--- DATA LINES ---
+ + +
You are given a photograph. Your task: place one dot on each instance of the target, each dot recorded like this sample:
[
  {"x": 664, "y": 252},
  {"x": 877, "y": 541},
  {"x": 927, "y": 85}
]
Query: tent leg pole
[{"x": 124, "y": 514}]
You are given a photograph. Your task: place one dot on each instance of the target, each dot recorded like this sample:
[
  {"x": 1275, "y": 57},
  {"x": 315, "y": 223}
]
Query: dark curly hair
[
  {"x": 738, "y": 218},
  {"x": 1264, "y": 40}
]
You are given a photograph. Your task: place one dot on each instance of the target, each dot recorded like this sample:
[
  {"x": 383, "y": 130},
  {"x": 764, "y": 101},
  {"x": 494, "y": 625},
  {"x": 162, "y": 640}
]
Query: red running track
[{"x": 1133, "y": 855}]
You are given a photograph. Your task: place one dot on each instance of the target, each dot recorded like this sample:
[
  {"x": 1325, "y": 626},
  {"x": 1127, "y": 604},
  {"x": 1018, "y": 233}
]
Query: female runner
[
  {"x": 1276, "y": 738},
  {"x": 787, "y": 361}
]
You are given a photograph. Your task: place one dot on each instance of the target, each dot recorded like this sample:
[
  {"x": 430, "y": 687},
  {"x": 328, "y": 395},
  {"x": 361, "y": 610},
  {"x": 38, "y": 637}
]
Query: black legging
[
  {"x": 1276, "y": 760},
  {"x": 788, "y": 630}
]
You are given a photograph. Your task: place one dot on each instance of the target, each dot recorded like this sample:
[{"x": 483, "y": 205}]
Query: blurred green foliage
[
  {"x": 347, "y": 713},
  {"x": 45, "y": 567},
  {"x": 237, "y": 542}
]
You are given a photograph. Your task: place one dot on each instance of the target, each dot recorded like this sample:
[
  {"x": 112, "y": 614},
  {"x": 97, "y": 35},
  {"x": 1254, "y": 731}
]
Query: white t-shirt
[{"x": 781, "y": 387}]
+ + +
--- WHAT TO DO ---
Repeat the preceding lines exactly, please, every one of them.

--- ANSWER FOR THIS EXERCISE ---
You are given a photograph. Your task: place one dot on each instance of the target, each dot recorded like this sample:
[
  {"x": 664, "y": 252},
  {"x": 877, "y": 541},
  {"x": 927, "y": 85}
]
Query: tent leg pole
[{"x": 124, "y": 514}]
You are given a photograph. Your task: place one dot on each instance of the target, each dot recorded like this sample:
[
  {"x": 1275, "y": 57},
  {"x": 315, "y": 223}
]
Query: dark curly hair
[
  {"x": 738, "y": 218},
  {"x": 1264, "y": 40}
]
You are given a photograph. Your task: place one dot on each instance of the target, each dot recorded like this sample:
[
  {"x": 383, "y": 130},
  {"x": 764, "y": 101},
  {"x": 494, "y": 625},
  {"x": 162, "y": 640}
]
Query: red running track
[{"x": 1133, "y": 855}]
You are given a photograph. Your task: place one dot on each instance of the target, each dot recorded like this sample:
[
  {"x": 1325, "y": 626},
  {"x": 1127, "y": 604},
  {"x": 1018, "y": 233}
]
Query: female runner
[
  {"x": 1276, "y": 738},
  {"x": 787, "y": 361}
]
You are given a photograph. Your task: place one dot on each instance of the target, each dot recorded like this sample:
[
  {"x": 430, "y": 687},
  {"x": 328, "y": 395},
  {"x": 361, "y": 610},
  {"x": 38, "y": 637}
]
Query: black legging
[
  {"x": 1276, "y": 760},
  {"x": 788, "y": 630}
]
You are given a photograph. Your task: place one dot on each instance of the target, each dot recorded like this sample:
[{"x": 483, "y": 205}]
Query: blurred green foliage
[
  {"x": 347, "y": 713},
  {"x": 45, "y": 567},
  {"x": 237, "y": 542}
]
You are given a photograph. Your task: place one dot on each instance of the target, each dot recorded like this sample:
[
  {"x": 112, "y": 614},
  {"x": 97, "y": 35},
  {"x": 1254, "y": 731}
]
Query: white t-shirt
[{"x": 781, "y": 387}]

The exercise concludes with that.